#### SOURCE:
........
All that jetting around the world
sounds fun - and believe me, lots of
it was – but for some reason I just
wasn’t happy. I wasn’t sure what I
should be doing, but I knew this
wasn’t it.
Searching for another way to make a
living, I resurrected a dream I’d
had in college about becoming a
novelist. Back then, I was a huge
Hemingway fan - “nut” is more like
it. I didn’t know much about
writing, but I liked the idea of
sipping Sangria on the streets of
Pamplona, dressed dashingly in white
while waiting for the bulls to come
charging down the street. Or,
ambling along the Boulevard St.
Michel on my way to the Café Deux
Maggots for a nightcap, all of Paris
twinkling around me. Yes, I decided.
Writing might just be the life for
me. At some point in my senior year
at Georgetown, I even started
writing an outline about a thriller
that took place in the Himalayas,
high on the slopes of Mt. Everest. I
even had a title: Tigers of the
Snow. Unfortunately, that’s as
far as I got. An outline of Act I
plus a title. Impressive, I know.
........
#### REQUIRED TASKS:
1. From the passage on becoming a novelist, extract the text between "Michel on my" and "Impressive, I know.", inclusive.
2. Based on the passage on becoming a novelist, answer yes or no to each statement and quote the deciding words: (a) The writer began outlining a thriller set in the Himalayas during senior year at Georgetown. (b) The writer completed an outline of the entire novel. (c) In college, the writer knew a great deal about writing.
........
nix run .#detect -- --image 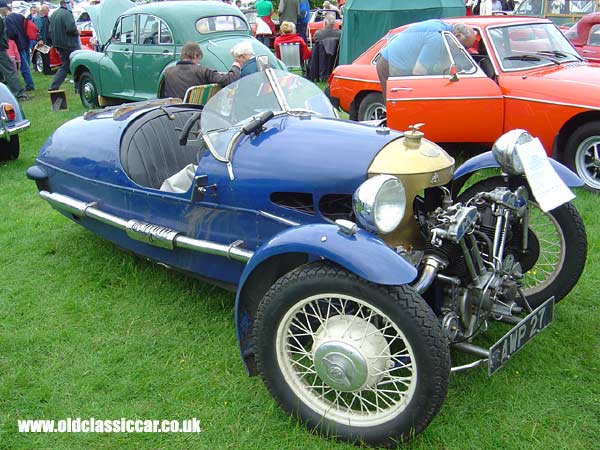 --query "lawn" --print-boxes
[0,75,600,450]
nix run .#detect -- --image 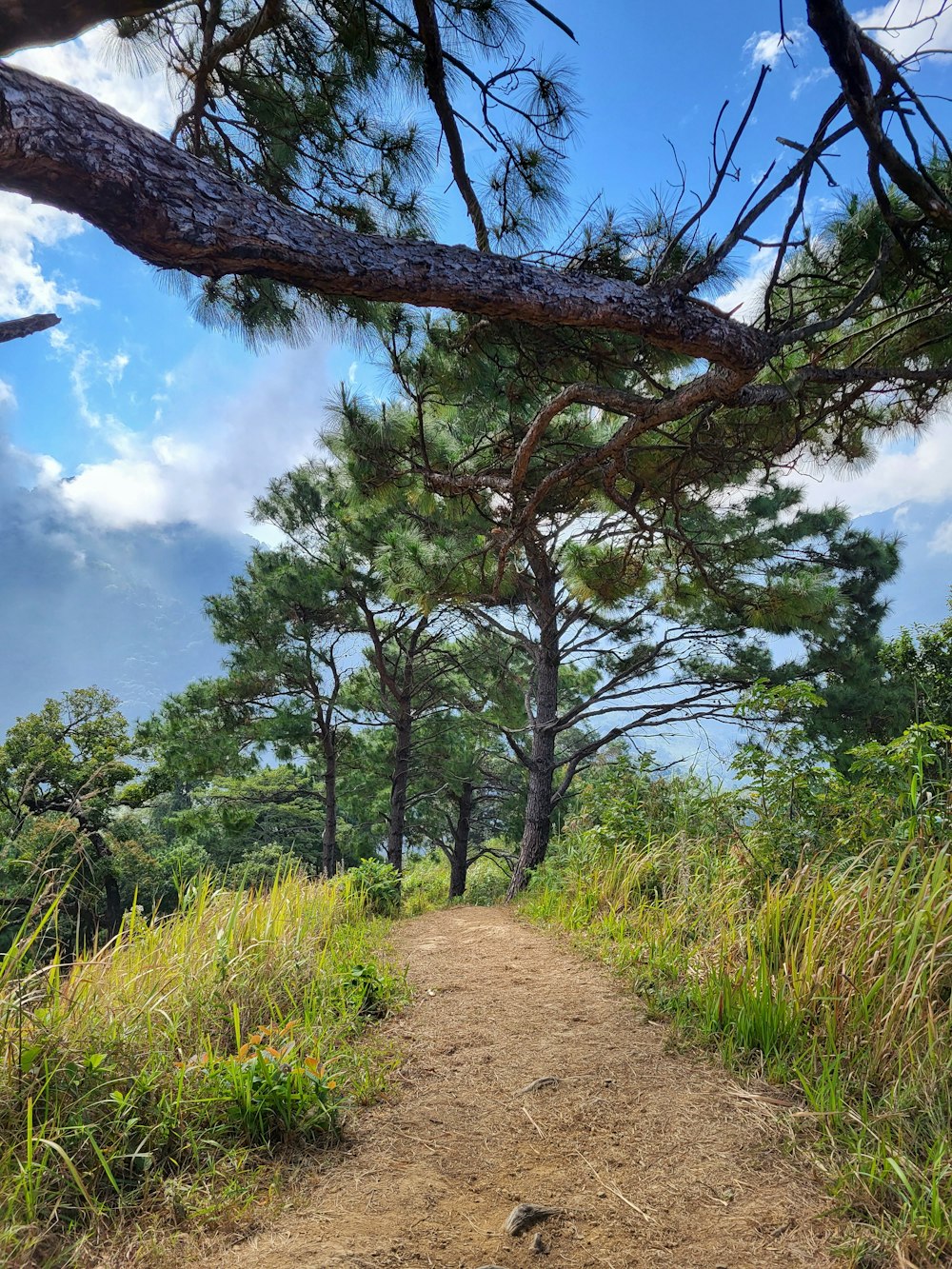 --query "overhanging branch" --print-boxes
[0,65,768,376]
[0,313,60,344]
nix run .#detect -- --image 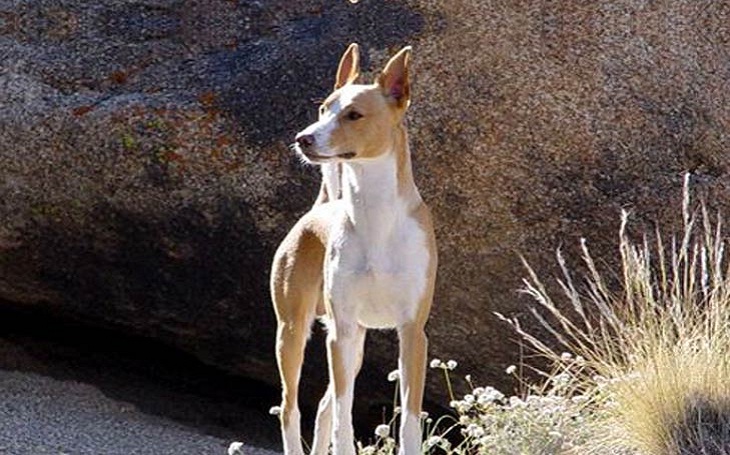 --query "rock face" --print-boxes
[0,0,730,416]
........
#### SOLUTIONS TO THE TASKS:
1.
Michel on my way to the Café Deux
Maggots for a nightcap, all of Paris
twinkling around me. Yes, I decided.
Writing might just be the life for
me. At some point in my senior year
at Georgetown, I even started
writing an outline about a thriller
that took place in the Himalayas,
high on the slopes of Mt. Everest. I
even had a title: Tigers of the
Snow. Unfortunately, that’s as
far as I got. An outline of Act I
plus a title. Impressive, I know.

2.
(a) Yes: "At some point in my senior year at Georgetown, I even started writing an outline about a thriller that took place in the Himalayas"
(b) No: "An outline of Act I plus a title."
(c) No: "I didn’t know much about writing"